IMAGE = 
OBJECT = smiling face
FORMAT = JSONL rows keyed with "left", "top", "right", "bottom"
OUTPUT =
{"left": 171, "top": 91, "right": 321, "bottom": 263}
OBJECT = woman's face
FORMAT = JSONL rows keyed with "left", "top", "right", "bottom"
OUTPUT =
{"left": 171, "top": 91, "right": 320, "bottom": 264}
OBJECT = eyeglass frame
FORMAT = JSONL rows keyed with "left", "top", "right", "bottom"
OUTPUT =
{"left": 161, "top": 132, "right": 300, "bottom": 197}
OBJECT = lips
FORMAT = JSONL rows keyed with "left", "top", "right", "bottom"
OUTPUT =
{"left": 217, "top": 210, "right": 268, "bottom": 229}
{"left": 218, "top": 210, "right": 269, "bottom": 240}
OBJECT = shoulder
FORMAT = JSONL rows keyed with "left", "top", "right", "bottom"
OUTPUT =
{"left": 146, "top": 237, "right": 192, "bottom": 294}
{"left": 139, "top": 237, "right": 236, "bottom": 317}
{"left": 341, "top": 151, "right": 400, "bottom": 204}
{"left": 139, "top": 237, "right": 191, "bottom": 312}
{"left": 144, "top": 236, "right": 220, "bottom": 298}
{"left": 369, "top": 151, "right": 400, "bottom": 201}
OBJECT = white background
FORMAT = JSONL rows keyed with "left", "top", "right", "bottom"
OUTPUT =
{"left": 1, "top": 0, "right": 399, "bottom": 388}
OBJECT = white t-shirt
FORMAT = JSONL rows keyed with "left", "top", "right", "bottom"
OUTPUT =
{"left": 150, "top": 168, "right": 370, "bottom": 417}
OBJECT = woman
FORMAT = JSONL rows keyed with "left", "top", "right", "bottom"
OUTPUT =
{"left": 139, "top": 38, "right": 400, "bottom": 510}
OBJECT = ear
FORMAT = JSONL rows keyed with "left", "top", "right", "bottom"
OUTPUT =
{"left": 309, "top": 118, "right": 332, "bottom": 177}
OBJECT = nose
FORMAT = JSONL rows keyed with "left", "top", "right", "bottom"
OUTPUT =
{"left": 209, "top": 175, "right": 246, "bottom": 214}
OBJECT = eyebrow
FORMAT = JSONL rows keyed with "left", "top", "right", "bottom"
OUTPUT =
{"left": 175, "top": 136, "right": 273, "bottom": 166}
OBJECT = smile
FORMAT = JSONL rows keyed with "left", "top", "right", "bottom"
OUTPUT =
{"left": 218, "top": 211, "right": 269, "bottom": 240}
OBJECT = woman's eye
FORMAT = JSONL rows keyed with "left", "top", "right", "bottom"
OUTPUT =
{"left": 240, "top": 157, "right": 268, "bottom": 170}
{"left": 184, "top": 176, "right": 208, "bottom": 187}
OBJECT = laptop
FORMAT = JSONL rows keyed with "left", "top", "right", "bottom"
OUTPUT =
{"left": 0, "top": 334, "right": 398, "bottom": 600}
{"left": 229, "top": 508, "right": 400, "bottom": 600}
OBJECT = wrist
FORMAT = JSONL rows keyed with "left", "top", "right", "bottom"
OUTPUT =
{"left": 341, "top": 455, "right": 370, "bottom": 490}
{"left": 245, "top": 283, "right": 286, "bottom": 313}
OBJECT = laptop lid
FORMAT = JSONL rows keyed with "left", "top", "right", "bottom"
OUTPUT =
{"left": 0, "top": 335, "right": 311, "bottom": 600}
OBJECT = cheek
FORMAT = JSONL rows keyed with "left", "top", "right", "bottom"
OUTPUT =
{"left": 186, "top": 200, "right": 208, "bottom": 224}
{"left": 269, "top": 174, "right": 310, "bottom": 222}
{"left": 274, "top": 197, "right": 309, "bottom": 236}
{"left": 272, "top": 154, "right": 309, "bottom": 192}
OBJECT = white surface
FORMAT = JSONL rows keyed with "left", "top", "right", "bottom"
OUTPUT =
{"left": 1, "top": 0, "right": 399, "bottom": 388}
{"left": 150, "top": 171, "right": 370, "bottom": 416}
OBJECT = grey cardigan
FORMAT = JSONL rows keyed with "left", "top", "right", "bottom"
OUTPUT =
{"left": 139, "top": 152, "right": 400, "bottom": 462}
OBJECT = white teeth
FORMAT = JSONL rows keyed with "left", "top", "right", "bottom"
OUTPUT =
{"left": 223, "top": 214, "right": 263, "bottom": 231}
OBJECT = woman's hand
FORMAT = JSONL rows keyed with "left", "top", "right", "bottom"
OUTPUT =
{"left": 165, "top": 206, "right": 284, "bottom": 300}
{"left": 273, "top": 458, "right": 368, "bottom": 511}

▶ [Activity]: Identify the lines in the entries above that contain "woman", then copy them out.

▶ [Solution to this problem]:
OBJECT = woman's face
OBJECT = woman
OBJECT = woman's eye
OBJECT = woman's hand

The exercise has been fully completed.